━━━━━ Entries provided ━━━━━
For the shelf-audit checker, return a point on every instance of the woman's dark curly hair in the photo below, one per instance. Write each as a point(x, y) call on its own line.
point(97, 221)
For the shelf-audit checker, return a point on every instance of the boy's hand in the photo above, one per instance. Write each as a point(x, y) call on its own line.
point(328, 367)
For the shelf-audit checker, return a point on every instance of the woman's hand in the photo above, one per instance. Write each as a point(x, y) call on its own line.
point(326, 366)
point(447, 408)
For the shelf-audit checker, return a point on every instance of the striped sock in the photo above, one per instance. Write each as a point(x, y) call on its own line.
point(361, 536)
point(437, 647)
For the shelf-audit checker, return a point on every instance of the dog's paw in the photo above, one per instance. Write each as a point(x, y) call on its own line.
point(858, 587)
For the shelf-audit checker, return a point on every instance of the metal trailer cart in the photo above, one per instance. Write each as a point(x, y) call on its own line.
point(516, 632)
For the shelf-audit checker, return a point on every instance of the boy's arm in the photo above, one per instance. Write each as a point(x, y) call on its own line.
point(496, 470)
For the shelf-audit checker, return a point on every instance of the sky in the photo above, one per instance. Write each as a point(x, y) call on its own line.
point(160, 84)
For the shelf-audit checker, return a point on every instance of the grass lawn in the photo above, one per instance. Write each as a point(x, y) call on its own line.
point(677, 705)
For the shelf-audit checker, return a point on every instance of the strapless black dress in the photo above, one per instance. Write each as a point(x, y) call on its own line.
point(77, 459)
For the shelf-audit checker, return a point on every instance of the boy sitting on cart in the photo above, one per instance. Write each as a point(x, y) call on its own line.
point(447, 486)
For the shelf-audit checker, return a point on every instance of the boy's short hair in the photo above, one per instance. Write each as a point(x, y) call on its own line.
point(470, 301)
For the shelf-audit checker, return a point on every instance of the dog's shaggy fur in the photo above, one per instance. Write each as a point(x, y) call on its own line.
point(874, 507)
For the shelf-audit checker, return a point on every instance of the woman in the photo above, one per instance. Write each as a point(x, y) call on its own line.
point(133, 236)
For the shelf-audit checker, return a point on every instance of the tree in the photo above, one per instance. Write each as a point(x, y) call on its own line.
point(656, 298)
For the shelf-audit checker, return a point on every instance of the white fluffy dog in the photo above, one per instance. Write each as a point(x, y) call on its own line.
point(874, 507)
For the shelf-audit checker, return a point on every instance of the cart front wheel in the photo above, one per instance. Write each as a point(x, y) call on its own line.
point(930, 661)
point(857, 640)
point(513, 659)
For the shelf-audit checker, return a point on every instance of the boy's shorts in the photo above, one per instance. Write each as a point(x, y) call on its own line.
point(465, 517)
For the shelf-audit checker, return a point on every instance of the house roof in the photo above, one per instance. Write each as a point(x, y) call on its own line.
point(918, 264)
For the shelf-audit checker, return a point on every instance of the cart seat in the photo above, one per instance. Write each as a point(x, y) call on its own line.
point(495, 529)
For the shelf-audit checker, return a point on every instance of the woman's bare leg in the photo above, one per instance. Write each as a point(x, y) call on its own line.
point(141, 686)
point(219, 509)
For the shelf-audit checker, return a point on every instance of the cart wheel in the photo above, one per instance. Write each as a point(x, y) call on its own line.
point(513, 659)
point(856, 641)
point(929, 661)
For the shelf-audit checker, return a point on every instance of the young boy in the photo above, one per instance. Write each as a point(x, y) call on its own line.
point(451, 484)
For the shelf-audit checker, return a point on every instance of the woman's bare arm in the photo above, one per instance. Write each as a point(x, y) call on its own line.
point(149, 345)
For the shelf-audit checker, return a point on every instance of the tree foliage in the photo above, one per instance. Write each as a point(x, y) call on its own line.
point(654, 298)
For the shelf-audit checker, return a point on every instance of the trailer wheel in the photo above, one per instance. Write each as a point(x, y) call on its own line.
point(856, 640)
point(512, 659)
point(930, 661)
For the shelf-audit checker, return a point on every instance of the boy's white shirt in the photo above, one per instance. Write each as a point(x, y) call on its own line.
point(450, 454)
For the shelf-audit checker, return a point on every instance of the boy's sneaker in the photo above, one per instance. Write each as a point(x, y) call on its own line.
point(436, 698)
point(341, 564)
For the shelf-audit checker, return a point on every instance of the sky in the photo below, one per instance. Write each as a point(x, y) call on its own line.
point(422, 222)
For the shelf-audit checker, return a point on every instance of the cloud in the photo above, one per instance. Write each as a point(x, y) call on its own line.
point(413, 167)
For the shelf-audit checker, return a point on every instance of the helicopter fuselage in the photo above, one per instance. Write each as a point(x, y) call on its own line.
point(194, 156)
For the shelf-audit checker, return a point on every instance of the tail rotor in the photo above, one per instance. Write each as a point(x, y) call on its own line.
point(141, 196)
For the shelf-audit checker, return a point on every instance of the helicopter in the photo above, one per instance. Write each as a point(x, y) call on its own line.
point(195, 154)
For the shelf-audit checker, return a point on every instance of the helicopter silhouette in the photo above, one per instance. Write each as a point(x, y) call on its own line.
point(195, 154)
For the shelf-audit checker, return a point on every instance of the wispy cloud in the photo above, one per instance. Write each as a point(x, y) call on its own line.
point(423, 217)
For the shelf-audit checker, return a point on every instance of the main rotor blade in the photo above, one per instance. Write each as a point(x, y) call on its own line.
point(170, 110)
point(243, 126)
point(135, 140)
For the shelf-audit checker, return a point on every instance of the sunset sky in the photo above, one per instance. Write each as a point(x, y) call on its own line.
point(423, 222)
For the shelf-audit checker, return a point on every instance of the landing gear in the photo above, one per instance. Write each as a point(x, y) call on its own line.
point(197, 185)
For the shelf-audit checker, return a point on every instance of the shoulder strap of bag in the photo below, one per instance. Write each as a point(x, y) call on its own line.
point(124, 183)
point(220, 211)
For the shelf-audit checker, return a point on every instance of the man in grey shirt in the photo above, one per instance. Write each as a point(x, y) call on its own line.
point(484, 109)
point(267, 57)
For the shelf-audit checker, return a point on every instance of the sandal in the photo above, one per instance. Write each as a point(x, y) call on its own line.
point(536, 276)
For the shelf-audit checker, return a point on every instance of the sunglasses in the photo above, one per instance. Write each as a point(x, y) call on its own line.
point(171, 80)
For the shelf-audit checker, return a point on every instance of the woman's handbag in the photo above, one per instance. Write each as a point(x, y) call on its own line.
━━━━━
What is expected » Every record should be output precisely as it was given.

Response area »
For the shelf-audit checker, return a point on every instance of the woman's dark curly hair in the photo below, one per instance. Write each as a point(x, y) call on its own line.
point(97, 221)
For the shelf-audit checker, return a point on every instance of the boy's hand in the photo above, one per instance. Write each as a point(x, y) call on its own line.
point(328, 367)
For the shelf-audit checker, return a point on every instance of the woman's hand in the photo above, one per instance. Write each as a point(x, y) call on its own line.
point(326, 366)
point(447, 408)
For the shelf-audit checker, return a point on every instance of the striped sock in the photo above, one per instance. Write each as a point(x, y) call on its own line.
point(361, 536)
point(437, 647)
For the shelf-audit checker, return a point on every instance of the dog's paw in the photo above, one per instance. Write each as a point(x, y) call on its own line.
point(858, 587)
For the shelf-audit checker, return a point on every instance of the metal trailer cart in the photo above, one per instance. Write each as a point(x, y) call on its own line.
point(516, 632)
For the shelf-audit checker, return a point on every instance of the boy's arm in the photo above, one per instance. Write each as a point(x, y) call on its own line.
point(496, 470)
For the shelf-audit checker, return a point on every instance of the sky in the photo above, one per instance. Write each as a point(x, y) call on its own line.
point(160, 84)
For the shelf-audit checker, return a point on every instance of the grass lawn in the photo above, one per instance. Write each as a point(x, y) call on its own line.
point(677, 705)
For the shelf-audit checker, return a point on every instance of the strapless black dress in the photo above, one per instance. Write each as a point(x, y) call on its own line.
point(77, 459)
For the shelf-audit checker, return a point on every instance of the boy sitting on cart in the photo above, one per instance. Write each as a point(x, y) call on its own line.
point(447, 486)
For the shelf-audit checker, return a point on every instance of the boy's short hair in the photo above, one per instance. Write each as a point(x, y) call on its own line.
point(470, 301)
For the shelf-audit checker, return a point on every instance of the dog's shaggy fur in the photo above, one per instance. Write each as a point(x, y) call on its own line.
point(874, 507)
For the shelf-audit checker, return a point on every instance of the woman in the photo above, one per instance. Write each as a point(x, y) call on its own line.
point(133, 236)
For the shelf-audit checker, return a point on every instance of the tree in the photo above, one per instance. Write each as a point(x, y) call on its own line.
point(656, 298)
For the shelf-audit checker, return a point on every instance of the white fluffy dog in the photo above, one per instance. Write each as a point(x, y) call on its own line.
point(874, 507)
For the shelf-audit checker, return a point on every instance of the cart front wheel in the photo above, one per instance. Write each as a point(x, y) call on its own line.
point(930, 661)
point(857, 640)
point(513, 659)
For the shelf-audit checker, return a point on every instance of the boy's shorts in the photo above, one per instance. Write each as a point(x, y) call on its own line.
point(465, 517)
For the shelf-audit checker, return a point on every instance of the house roof in the photo above, one per instance. Write each as a point(x, y) call on its own line.
point(918, 264)
For the shelf-audit checker, return a point on every instance of the cart seat in the photo above, one per instance. Write each as a point(x, y) call on its own line.
point(495, 529)
For the shelf-audit checker, return a point on every instance of the woman's bare leg in the photo above, one per instance. Write each as a point(x, y) call on its own line.
point(141, 686)
point(219, 509)
For the shelf-audit checker, return a point on every instance of the cart wheel in the photo above, one per instance. Write each as a point(x, y) call on its own line.
point(513, 659)
point(856, 641)
point(929, 661)
For the shelf-audit checker, return a point on every instance of the young boy in the photo above, one per instance. Write each as a point(x, y) call on its own line.
point(451, 484)
For the shelf-audit checker, return a point on every instance of the woman's bare arm in the photo above, one per instance. Write each as a point(x, y) call on its own line.
point(149, 345)
For the shelf-audit checker, return a point on every instance of the tree foliage in the photo above, one per instance. Write each as a point(x, y) call on its own line.
point(654, 298)
For the shelf-audit checker, return a point on every instance of the trailer wheel in the photo above, one per instance. Write each as a point(x, y) call on its own line.
point(856, 640)
point(512, 659)
point(930, 661)
For the shelf-audit checker, return a point on every instance of the boy's white shirt in the photo above, one per instance. Write each as a point(x, y) call on its own line.
point(450, 454)
For the shelf-audit checker, return a point on every instance of the boy's sneaker in the photo above, one per instance. Write each as a point(x, y) call on its own line.
point(436, 698)
point(341, 564)
For the shelf-audit checker, return a point on every instance of the sky in the photo below, one per instance. Write each as a point(x, y) call on its own line.
point(422, 222)
For the shelf-audit checker, return a point on every instance of the cloud in the photo above, one per instance. Write each as a point(x, y) call on its own line.
point(413, 167)
For the shelf-audit checker, return a point on every instance of the helicopter fuselage in the photo above, one per instance. Write each as a point(x, y) call on its own line.
point(194, 156)
For the shelf-audit checker, return a point on every instance of the tail rotor in the photo above, one per instance. Write each as a point(x, y) call on its own line.
point(141, 196)
For the shelf-audit checker, return a point on every instance of the helicopter in the photo above, one per instance. Write each as a point(x, y) call on its own line.
point(195, 154)
For the shelf-audit checker, return a point on every instance of the helicopter silhouette in the photo above, one per instance. Write each as a point(x, y) call on its own line.
point(195, 154)
For the shelf-audit checker, return a point on every instance of the wispy cloud in the photo above, one per instance. Write each as a point(x, y) call on its own line.
point(423, 217)
For the shelf-audit checker, return a point on every instance of the main rotor blade in the photo above, one per instance. Write each as a point(x, y) call on its own line.
point(170, 110)
point(243, 126)
point(135, 140)
For the shelf-audit checker, return a point on every instance of the sunset sky in the photo above, one per instance. Write each as a point(x, y) call on its own line.
point(423, 222)
For the shelf-audit checker, return a point on every instance of the landing gear in the photo above, one per instance. Write each as a point(x, y) call on its own line.
point(197, 185)
For the shelf-audit checker, return a point on every instance of the shoulder strap of bag in the photo below, one per instance. Write each as a point(x, y) call on its own line.
point(124, 183)
point(220, 211)
For the shelf-audit checker, return a point on every instance of the man in grey shirt in the photo above, one per instance. Write each as a point(x, y) call on its own line.
point(484, 109)
point(267, 57)
For the shelf-audit checker, return a point on every instance of the sandal in the photo above, one per instance. Write each as a point(x, y) call on its own line.
point(536, 276)
For the shelf-audit checker, return a point on every instance of the sunglasses in the photo above, one per instance. Write each as a point(x, y) call on its own line.
point(171, 80)
For the shelf-audit checker, return a point on every instance of the woman's handbag in the photo above, one per instance. Write each as a point(x, y) call on its own line.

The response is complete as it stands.